- WHAT THE TASK ASKS -
Give the material again from the line containing "Extract roof gable from the photo above." through the line containing "[369,119,499,205]", with "Extract" changed to "Isolate" everywhere and nothing else altered.

- RECORDED INFORMATION -

==========

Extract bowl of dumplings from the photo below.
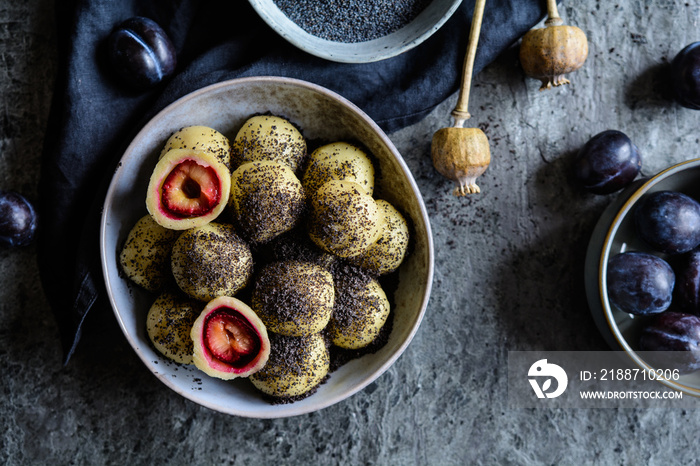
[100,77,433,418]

==========

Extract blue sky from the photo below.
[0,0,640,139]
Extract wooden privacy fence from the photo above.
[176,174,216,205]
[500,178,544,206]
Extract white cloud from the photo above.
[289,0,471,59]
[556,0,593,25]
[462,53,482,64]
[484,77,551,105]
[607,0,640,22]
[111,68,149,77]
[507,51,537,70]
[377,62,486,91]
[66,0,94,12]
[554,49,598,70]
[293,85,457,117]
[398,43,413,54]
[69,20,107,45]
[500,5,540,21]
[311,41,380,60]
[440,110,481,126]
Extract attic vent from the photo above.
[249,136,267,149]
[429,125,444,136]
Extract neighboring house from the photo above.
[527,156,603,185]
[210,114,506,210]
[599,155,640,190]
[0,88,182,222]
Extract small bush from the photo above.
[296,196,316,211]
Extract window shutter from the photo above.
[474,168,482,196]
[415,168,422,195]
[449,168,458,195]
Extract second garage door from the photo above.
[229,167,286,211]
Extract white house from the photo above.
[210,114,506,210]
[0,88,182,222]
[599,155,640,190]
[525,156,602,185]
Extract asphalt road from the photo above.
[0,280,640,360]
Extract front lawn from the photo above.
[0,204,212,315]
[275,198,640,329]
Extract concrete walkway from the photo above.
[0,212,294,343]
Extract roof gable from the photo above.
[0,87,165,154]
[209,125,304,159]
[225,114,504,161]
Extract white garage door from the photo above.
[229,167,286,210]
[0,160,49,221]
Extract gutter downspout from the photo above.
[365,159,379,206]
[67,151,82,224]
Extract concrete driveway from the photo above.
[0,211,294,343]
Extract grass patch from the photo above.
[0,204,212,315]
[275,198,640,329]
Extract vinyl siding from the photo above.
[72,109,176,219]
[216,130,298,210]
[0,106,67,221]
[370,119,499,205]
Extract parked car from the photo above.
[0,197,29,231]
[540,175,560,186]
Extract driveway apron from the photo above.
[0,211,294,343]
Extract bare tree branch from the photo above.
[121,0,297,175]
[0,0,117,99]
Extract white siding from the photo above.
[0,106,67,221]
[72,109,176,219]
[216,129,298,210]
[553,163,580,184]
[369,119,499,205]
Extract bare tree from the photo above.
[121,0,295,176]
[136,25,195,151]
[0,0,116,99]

==========

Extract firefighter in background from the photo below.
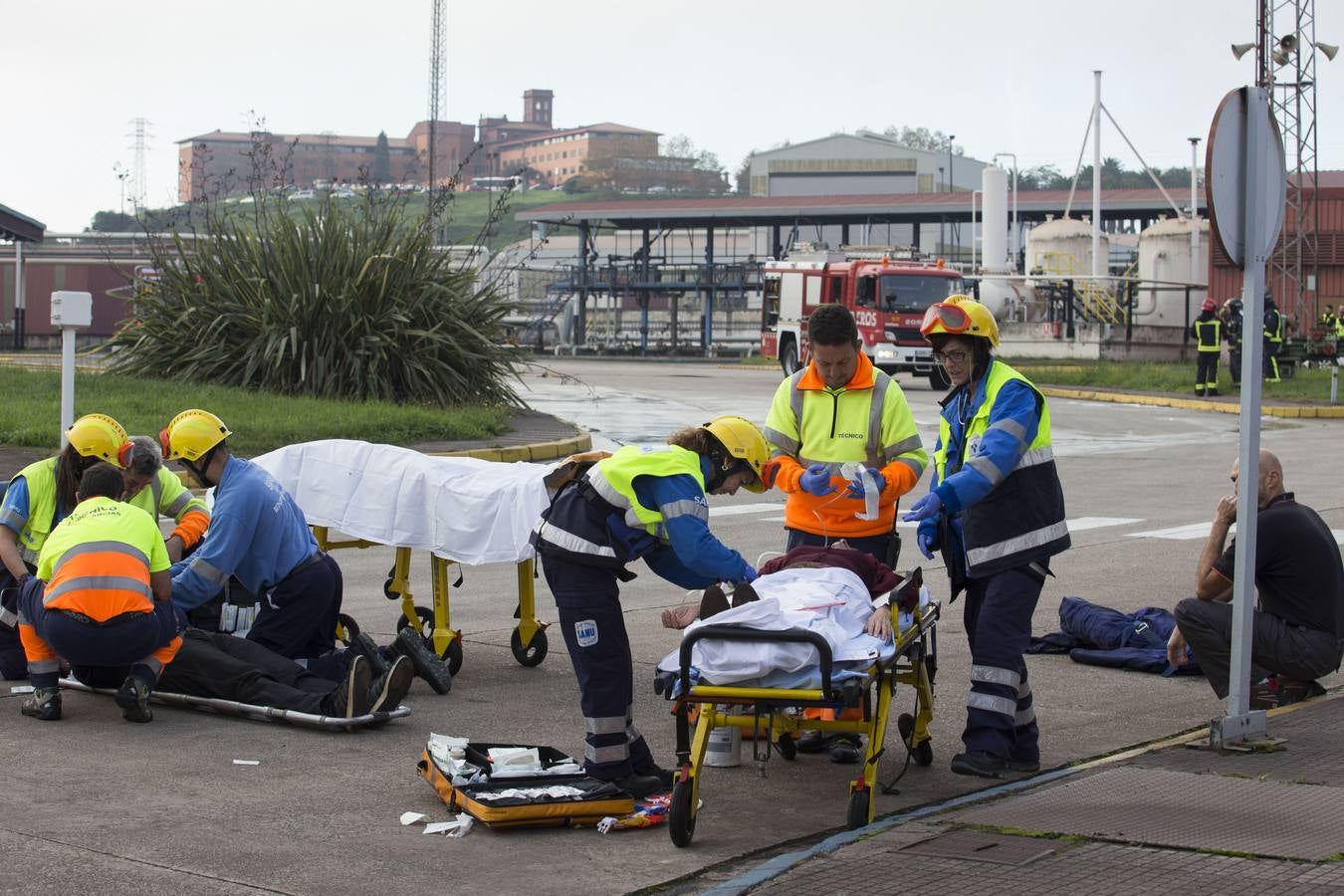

==========

- TASK ANSWER -
Isolate roof gable from the photo above.
[0,87,165,154]
[209,125,304,159]
[225,114,504,161]
Isolate white garage door from the photo above.
[229,167,286,210]
[0,160,49,221]
Isolate gutter downspout from the photo above.
[365,159,379,206]
[67,151,82,224]
Isolate concrete driveway from the photo above.
[0,211,294,343]
Isolate grass patch from the photo above.
[0,204,212,315]
[275,198,640,329]
Isolate vinyl siding from the photo above.
[72,109,176,219]
[216,130,298,210]
[0,106,67,221]
[370,119,499,205]
Isolate parked car from the photo above.
[0,197,29,231]
[540,175,560,186]
Isolate driveway apron from the photo above.
[0,211,294,343]
Isolate bare tree branch from the photo above.
[121,0,297,175]
[0,0,117,99]
Isolate white siding from the photo above.
[0,106,67,221]
[72,109,176,219]
[216,129,298,210]
[553,163,580,184]
[369,119,499,205]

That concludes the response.